[[ Passage provided, beginning ]]

Lucchino also took the opportunity to again deny that he and the other owners had anything to do with the Boston Globe story that embarrassed Francona after the 2011 season.
“There’s one other misconception in the book that I do know about that I would like to mention. And that is this erroneous notion that somehow we — John, Tom, myself, somebody in the ownership group — [were] responsible for slamming Tito on the way out by disclosing private, negative information about him. That just didn’t happen,” Lucchino said. “We’ve said it over and over. The reporter who wrote it acknowledged that to us. Terry Francona has said it. It’s a scurrilous kind of gossip that shouldn’t be credited. And I’m glad I have a chance to I hope put it to bed. ‘¦ It just is not true.”
Added Lucchino: “[Francona] doesn’t believe it was us. He personally has said that since the book has come out. As I said, oftentimes things get translated by Dan Shaughnessy. And we all know Dan is a distinctive kind of negative, wise-guy style. He’s not likely to win any prizes for American history. … I’ll take what Tito’s said recently as a better measurement of how he feels.”
On the Red Sox being predicted to finish at or near the bottom of the AL East: “I’m OK with that. My sense is that the expectations, or the prognosticators or the pundits, whatever, they are more often wrong than right. It’s a very complicated game, very difficult to project success. I can only point back to the last couple of years and the kind of success they predicted for us in 2011 and the catastrophe that it ended up being. So, I take it with a grain of salt. I kind of prefer being the underdog, being the scrappy, hard-charging team that people don’t expect much from. I think that’s maybe a bit of a competitive advantage. If we fall into that category, so be it. I just don’t think that these preseason guesses are likely to mean very much.”
On David Ortiz being slowed by a heel injury: “I’m encouraged that he kept up with his rehab over the offseason. He’s had some agility drills that he’s demonstrated to our medical team, the current condition. And as long as he’s ready to go when the bell goes off on Opening Day, that’s good enough for me.”
On the team’s strategy regarding free agents, and in particular a player such as Josh Hamilton: “When it comes to Hamilton and any sort of large-ticket free agent, we have shifted our focus a bit, to be sure. We’ve been obvious about that, and I think I’ve spoken publicly about that. We are highly skeptical of long-term deals. I think the body of evidence in baseball over many, many years demonstrates the inefficiency of those things, and the ineffectiveness of those kind of contracts. So, we will be careful. But we will never exclude the possibility of some exceptions to the rule. I think we have to keep all avenues open. There was discussion about Hamilton. But when it became clear that it was likely to be a five-, six-, seven-year contract, we thought there was a better way to redeploy the money we had saved from similar long-term contracts.”

[[ Passage provided, end ]]

**Exercise description**. In the passage on Larry Lucchino's remarks, what kind of deals does he say the team is highly skeptical of?

[[ Dataset, beginning ]]

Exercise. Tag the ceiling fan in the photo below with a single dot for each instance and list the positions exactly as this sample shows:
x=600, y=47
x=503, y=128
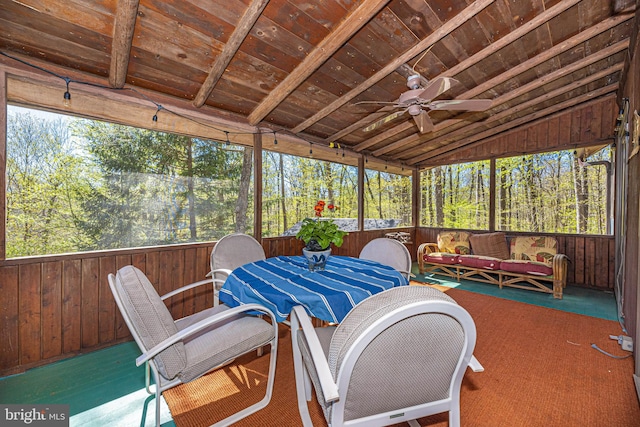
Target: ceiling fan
x=418, y=101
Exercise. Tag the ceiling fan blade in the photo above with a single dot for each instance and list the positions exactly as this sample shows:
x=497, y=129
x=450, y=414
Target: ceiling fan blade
x=461, y=104
x=424, y=122
x=376, y=125
x=437, y=86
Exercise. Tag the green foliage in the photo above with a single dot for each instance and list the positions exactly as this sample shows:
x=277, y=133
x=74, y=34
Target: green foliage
x=547, y=192
x=319, y=233
x=77, y=185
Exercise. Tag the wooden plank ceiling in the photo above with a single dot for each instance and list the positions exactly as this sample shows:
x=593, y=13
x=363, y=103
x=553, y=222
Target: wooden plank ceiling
x=304, y=67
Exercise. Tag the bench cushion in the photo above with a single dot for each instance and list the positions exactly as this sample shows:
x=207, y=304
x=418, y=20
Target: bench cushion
x=454, y=242
x=490, y=244
x=526, y=267
x=541, y=249
x=478, y=261
x=441, y=258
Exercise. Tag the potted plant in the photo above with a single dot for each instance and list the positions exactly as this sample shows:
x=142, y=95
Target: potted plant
x=318, y=234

[[ Dataset, end ]]

**Task result**. Long-term deals.